Selected excerpt
*** Block opens ***

A Kentucky judge has ruled that a lawsuit demanding the University of Kentucky refund students who were forced to leave campus amidst the coronavirus pandemic can proceed.
The Wednesday decision was enacted by Franklin County Circuit Court Judge Philip Shepherd. In his ruling, Shepherd said that claims for some $20 million in refunds may move forward.
However, The Associated Press notes that Shepherd dismissed an accompanying request that the University of Kentucky offer eligible students a partial tuition refund.
While the latter part of Shepherd’s ruling constitutes a defeat for students who feel they are overpaying for a virtual education, it is, nonetheless, something of a victory—the University of Kentucky had sought to dismiss the lawsuit outright, alleging exceptional circumstances and no breach of contract.
The university had also attempted to claim sovereign immunity, stating that, because it is as state institution, it cannot be sued without evidence of a statutory exception.
However, Judge Shepherd said that—even if the University of Kentucky can claim sovereign immunity—it can still be sued if the plaintiffs are able to argue that the school may have breached the contract it establishes with tuition-paying students.
Shepherd said that the University of Kentucky does not have to refund tuition on contractual grounds, since students “continued to receive instruction after UK switched from in-person to online classes, and each student who completed the required assignments for each course received course credit and a grade.”
The remaining claims center on fees the university charges for use of facilities.
Those fees, says The A.P., support the maintenance of on-campus facilities such as classroom laboratories and fitness centers. While financial and physical maintenance remains important even during campus closures, student plaintiffs say they are effectively being forced to pay for privileges they are no longer able to access or avail.
“Our position is the university has inappropriately retained close to $20 million dollars in fees—mandatory fees for services and facilities that the students did not have access to,” said attorney Andre Regard.
Jay Blanton, a spokesman for the university, said the university is currently reviewing the court’s latest order.
Blanton, adds The Associated Press, had earlier defended the school’s continued fees, saying they “support critical facilities and services that students have asked to support over the years and that remained available to them, such as mental health and wellness counseling.”
According to the plaintiffs’ breakdown of student fees from 2019-2020, any full-time student taking at least one on-campus course paid $160 for student health services, $131.25 for student services operations, and $80 for the use and maintenance of an on-campus gym.
A further $20 went to varied university-funded organizations, such as student government, a college radio station, and newspaper.
Regard told the Lexington Herald-Leader that, in lawsuits involving sovereign immunity, either the defendant organization or plaintiffs can request an immediate appeals review of a decision.
If neither the university nor the student plaintiffs request an appeal, the lawsuit may proceed to discovery.

*** Block closes ***

Exercise goal
Reproduce verbatim the portion of the article on the University of Kentucky refund lawsuit that opens with the words containing "A Kentucky judge" and closes with "pandemic can proceed.". The records that follow are drawn from a separate source and bear no relation to the article.

Listed entries

*** Block opens ***

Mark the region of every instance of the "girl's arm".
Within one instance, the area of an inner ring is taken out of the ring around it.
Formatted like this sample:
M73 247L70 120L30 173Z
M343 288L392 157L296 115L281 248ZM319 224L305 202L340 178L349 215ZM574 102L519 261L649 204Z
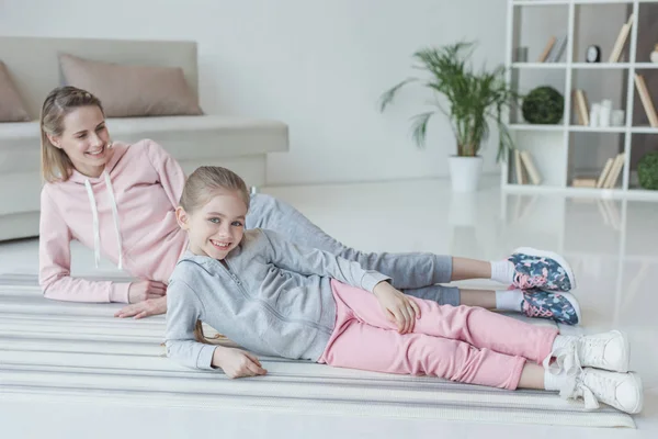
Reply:
M196 293L181 281L167 289L167 356L192 369L213 369L216 346L194 339L194 326L202 315L203 304Z
M129 282L91 282L70 277L71 233L47 190L42 190L38 283L47 299L128 303Z
M179 206L185 187L185 172L164 148L154 140L145 142L147 142L146 155L158 176L160 176L160 184L162 184L171 205L175 209Z
M228 378L256 376L268 373L258 357L241 349L197 342L194 327L203 303L181 281L169 284L167 292L167 356L192 369L220 368Z
M276 267L300 274L333 278L349 285L372 292L376 284L390 278L373 270L364 270L349 261L317 248L299 247L275 232L260 230L270 244L270 259Z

*** Block closes ***

Exercise response
A Kentucky judge has ruled that a lawsuit demanding the University of Kentucky refund students who were forced to leave campus amidst the coronavirus pandemic can proceed.